— START Material provided —
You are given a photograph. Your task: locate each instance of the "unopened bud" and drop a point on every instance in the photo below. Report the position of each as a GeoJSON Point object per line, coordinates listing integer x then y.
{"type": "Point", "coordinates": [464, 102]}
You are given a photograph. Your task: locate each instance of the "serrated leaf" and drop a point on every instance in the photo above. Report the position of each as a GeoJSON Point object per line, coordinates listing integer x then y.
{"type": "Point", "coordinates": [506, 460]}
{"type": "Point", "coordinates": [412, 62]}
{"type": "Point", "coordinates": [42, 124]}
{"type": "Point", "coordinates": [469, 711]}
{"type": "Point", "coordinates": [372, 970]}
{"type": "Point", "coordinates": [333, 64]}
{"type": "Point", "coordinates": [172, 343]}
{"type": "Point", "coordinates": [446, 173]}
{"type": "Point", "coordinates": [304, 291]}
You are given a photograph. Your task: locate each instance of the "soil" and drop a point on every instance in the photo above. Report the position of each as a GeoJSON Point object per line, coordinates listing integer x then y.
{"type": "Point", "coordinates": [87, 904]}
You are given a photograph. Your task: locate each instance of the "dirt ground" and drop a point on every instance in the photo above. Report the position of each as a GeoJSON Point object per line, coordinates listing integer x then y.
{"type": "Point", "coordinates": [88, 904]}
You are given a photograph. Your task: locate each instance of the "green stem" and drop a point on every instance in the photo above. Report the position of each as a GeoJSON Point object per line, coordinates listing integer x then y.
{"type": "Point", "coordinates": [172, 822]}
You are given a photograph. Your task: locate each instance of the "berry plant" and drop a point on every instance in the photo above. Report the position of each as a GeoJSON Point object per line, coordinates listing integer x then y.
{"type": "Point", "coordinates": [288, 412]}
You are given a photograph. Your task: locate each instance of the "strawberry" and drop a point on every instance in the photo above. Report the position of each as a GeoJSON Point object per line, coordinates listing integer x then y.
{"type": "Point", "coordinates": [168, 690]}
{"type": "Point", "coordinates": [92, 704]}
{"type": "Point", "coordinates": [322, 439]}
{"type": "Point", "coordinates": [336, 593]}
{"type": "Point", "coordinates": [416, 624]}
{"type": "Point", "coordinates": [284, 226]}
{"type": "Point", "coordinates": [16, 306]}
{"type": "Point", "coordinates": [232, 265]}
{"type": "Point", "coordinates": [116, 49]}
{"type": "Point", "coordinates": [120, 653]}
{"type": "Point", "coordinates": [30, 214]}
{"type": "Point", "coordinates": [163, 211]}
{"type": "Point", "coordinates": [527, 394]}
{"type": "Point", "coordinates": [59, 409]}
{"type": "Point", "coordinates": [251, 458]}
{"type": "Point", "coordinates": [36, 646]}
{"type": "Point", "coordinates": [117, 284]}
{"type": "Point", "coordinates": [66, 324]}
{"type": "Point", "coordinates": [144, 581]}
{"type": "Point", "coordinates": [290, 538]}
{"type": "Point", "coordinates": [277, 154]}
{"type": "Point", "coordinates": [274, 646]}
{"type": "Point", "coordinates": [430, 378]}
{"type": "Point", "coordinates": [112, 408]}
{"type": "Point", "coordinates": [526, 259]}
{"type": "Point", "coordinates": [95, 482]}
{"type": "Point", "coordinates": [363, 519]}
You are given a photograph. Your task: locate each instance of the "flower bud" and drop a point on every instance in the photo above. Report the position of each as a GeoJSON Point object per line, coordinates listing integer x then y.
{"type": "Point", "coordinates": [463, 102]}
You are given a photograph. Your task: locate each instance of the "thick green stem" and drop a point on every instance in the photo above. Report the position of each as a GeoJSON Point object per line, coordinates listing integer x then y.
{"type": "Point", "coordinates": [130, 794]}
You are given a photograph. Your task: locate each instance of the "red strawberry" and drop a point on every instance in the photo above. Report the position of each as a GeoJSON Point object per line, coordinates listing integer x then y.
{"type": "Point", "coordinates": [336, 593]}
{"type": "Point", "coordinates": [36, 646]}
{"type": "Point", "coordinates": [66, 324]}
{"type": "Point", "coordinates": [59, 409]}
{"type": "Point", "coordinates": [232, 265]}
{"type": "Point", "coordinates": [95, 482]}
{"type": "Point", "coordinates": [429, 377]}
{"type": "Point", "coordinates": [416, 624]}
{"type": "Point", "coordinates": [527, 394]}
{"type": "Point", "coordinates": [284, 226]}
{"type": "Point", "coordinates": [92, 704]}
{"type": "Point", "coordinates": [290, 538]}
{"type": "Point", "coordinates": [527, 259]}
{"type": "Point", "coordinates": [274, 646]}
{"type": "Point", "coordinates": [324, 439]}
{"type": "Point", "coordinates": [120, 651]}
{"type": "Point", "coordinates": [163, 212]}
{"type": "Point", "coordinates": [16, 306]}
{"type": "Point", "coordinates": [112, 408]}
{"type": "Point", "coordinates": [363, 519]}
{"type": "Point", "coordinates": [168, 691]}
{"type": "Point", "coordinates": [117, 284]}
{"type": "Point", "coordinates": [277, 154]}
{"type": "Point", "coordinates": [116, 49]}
— END Material provided —
> [Stated task]:
Write out every line exactly as it stands.

> [Solution for this exercise]:
You are given a photograph. Your task: locate each instance of the "unopened bud" and drop a point on every instance in the photo below. Report the position of each as a GeoJSON Point object per line, coordinates listing integer x then y.
{"type": "Point", "coordinates": [464, 102]}
You are given a photograph. Your task: locate each instance of the "serrated leaf" and drop a point on every instance in the photo above. Report the position of each as a GeoJSON Point object per line, coordinates listing integer x then y.
{"type": "Point", "coordinates": [506, 460]}
{"type": "Point", "coordinates": [412, 62]}
{"type": "Point", "coordinates": [42, 124]}
{"type": "Point", "coordinates": [469, 711]}
{"type": "Point", "coordinates": [372, 970]}
{"type": "Point", "coordinates": [333, 64]}
{"type": "Point", "coordinates": [172, 343]}
{"type": "Point", "coordinates": [446, 173]}
{"type": "Point", "coordinates": [304, 291]}
You are given a photograph. Your task: locate each instance of the "soil" and drop a point on every instance in the photo above. Report the position of each as a GeoJSON Point object per line, coordinates listing integer x then y.
{"type": "Point", "coordinates": [87, 904]}
You are given a photograph. Your task: locate each instance of the "dirt ground" and drop a point on every instance in the photo above. Report the position of each as a GeoJSON Point object per line, coordinates listing integer x then y.
{"type": "Point", "coordinates": [88, 904]}
You are given a photograph. Your task: locate each instance of the "green stem" and drop a point on every instance in the photo above. Report the position of each as a GeoJSON Point object per line, coordinates listing integer x then y.
{"type": "Point", "coordinates": [172, 822]}
You are given a photograph. Your task: locate each instance of the "berry plant" and drop a point on every instance in the photo above. Report the position of each as a GeoJSON Point object per line, coordinates listing integer x then y.
{"type": "Point", "coordinates": [288, 412]}
You are given a photograph. Your task: locate each instance of the "strawberry" and drop a point on every instance in the photo above. Report the position of each as a GeoJSON Point object per line, coordinates listing integer x then y.
{"type": "Point", "coordinates": [168, 690]}
{"type": "Point", "coordinates": [92, 704]}
{"type": "Point", "coordinates": [322, 439]}
{"type": "Point", "coordinates": [336, 593]}
{"type": "Point", "coordinates": [416, 624]}
{"type": "Point", "coordinates": [284, 226]}
{"type": "Point", "coordinates": [16, 306]}
{"type": "Point", "coordinates": [232, 265]}
{"type": "Point", "coordinates": [116, 49]}
{"type": "Point", "coordinates": [120, 653]}
{"type": "Point", "coordinates": [30, 214]}
{"type": "Point", "coordinates": [163, 211]}
{"type": "Point", "coordinates": [527, 394]}
{"type": "Point", "coordinates": [59, 409]}
{"type": "Point", "coordinates": [251, 458]}
{"type": "Point", "coordinates": [36, 646]}
{"type": "Point", "coordinates": [117, 284]}
{"type": "Point", "coordinates": [66, 324]}
{"type": "Point", "coordinates": [144, 581]}
{"type": "Point", "coordinates": [290, 538]}
{"type": "Point", "coordinates": [277, 154]}
{"type": "Point", "coordinates": [274, 646]}
{"type": "Point", "coordinates": [430, 378]}
{"type": "Point", "coordinates": [112, 408]}
{"type": "Point", "coordinates": [526, 259]}
{"type": "Point", "coordinates": [95, 482]}
{"type": "Point", "coordinates": [363, 519]}
You are given a photograph. Your task: locate each instance of the "flower bud" and drop a point on every instance in the photo above. Report the position of each as a GeoJSON Point object per line, coordinates listing integer x then y.
{"type": "Point", "coordinates": [463, 102]}
You are given a photograph. Your task: locate each instance of the "thick green stem" and drop a point on every instance in the photo above. Report the position of each as a GeoJSON Point object per line, coordinates listing integer x then y.
{"type": "Point", "coordinates": [130, 794]}
You are given a photograph. Your task: locate each instance of the "red strawberry" and drop a point on every instance in the photo above. Report the position of each as a GeoJSON Point object per line, coordinates listing integer x then y.
{"type": "Point", "coordinates": [336, 593]}
{"type": "Point", "coordinates": [36, 646]}
{"type": "Point", "coordinates": [66, 324]}
{"type": "Point", "coordinates": [59, 409]}
{"type": "Point", "coordinates": [232, 265]}
{"type": "Point", "coordinates": [95, 482]}
{"type": "Point", "coordinates": [429, 377]}
{"type": "Point", "coordinates": [416, 624]}
{"type": "Point", "coordinates": [527, 394]}
{"type": "Point", "coordinates": [284, 226]}
{"type": "Point", "coordinates": [92, 704]}
{"type": "Point", "coordinates": [290, 538]}
{"type": "Point", "coordinates": [527, 259]}
{"type": "Point", "coordinates": [274, 646]}
{"type": "Point", "coordinates": [324, 439]}
{"type": "Point", "coordinates": [120, 651]}
{"type": "Point", "coordinates": [163, 212]}
{"type": "Point", "coordinates": [16, 306]}
{"type": "Point", "coordinates": [112, 408]}
{"type": "Point", "coordinates": [363, 519]}
{"type": "Point", "coordinates": [168, 691]}
{"type": "Point", "coordinates": [117, 284]}
{"type": "Point", "coordinates": [277, 154]}
{"type": "Point", "coordinates": [116, 49]}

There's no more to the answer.